Point localization data:

══════════

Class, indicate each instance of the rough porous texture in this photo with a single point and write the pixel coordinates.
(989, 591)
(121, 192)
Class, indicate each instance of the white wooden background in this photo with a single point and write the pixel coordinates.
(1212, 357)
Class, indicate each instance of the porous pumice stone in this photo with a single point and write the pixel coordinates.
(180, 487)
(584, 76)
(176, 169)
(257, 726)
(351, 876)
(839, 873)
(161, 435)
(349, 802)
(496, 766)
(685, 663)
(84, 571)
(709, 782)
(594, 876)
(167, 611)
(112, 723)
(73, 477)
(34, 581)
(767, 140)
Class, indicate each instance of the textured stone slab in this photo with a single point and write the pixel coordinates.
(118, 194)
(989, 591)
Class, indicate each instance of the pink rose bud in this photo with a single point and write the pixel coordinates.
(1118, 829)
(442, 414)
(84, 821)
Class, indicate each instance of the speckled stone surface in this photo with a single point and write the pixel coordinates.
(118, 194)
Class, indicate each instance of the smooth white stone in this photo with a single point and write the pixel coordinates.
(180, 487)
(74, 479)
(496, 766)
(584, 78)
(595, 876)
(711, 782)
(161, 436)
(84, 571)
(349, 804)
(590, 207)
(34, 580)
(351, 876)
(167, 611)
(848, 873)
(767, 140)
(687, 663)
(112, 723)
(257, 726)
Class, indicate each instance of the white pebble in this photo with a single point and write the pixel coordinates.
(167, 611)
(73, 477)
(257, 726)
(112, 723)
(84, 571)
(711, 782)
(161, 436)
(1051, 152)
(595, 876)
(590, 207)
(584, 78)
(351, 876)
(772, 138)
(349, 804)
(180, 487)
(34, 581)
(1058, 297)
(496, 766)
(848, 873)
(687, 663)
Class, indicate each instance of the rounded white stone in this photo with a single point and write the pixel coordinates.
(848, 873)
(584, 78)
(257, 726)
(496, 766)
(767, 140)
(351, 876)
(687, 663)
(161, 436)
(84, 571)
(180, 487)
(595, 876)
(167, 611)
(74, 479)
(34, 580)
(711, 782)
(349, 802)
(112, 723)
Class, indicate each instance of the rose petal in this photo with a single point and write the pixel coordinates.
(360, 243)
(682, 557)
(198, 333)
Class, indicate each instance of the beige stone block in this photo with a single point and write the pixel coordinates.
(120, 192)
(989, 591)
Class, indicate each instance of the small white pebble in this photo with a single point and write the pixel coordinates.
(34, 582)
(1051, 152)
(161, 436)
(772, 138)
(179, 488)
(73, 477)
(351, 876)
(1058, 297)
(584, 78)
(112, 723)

══════════

▶ Task description: Exactly reproduce the lines from the one containing "Class, indicate each instance of the smooth" through the end of the records, and only those lines.

▶ Result below:
Class, indicate each instance of the smooth white stone in this photo with a single point and write the pixel coordinates.
(180, 487)
(74, 479)
(496, 766)
(584, 78)
(595, 876)
(711, 782)
(161, 436)
(84, 571)
(349, 804)
(590, 207)
(34, 580)
(351, 876)
(167, 611)
(848, 873)
(767, 140)
(687, 663)
(112, 723)
(257, 726)
Class, indicate each instance of the white pebble in this photo with a single point and write the pixel coordinates.
(167, 611)
(73, 477)
(257, 726)
(112, 723)
(84, 571)
(711, 782)
(161, 436)
(1051, 152)
(595, 876)
(590, 207)
(584, 78)
(351, 876)
(772, 138)
(349, 804)
(180, 487)
(34, 581)
(1058, 297)
(496, 766)
(848, 873)
(687, 663)
Class, indicate each instance of the rounded white stone in this photo with a single point and write the pixel coordinates.
(848, 873)
(584, 78)
(257, 726)
(496, 766)
(767, 140)
(351, 876)
(687, 663)
(161, 436)
(84, 571)
(180, 487)
(595, 876)
(167, 611)
(74, 479)
(34, 580)
(711, 782)
(349, 802)
(112, 723)
Class, indicate each instance of the rose petal in this photo with a single point and write the pixel coordinates.
(360, 243)
(682, 557)
(198, 333)
Class, indicate each instance of the beige stone block in this photo with a single point and write the pixel coordinates.
(120, 192)
(989, 591)
Class, indicate each instance of the small white pebble in this photo with a single point and write the pixel coordinates.
(34, 582)
(1051, 152)
(161, 436)
(772, 138)
(179, 488)
(73, 477)
(351, 876)
(1058, 297)
(584, 78)
(112, 723)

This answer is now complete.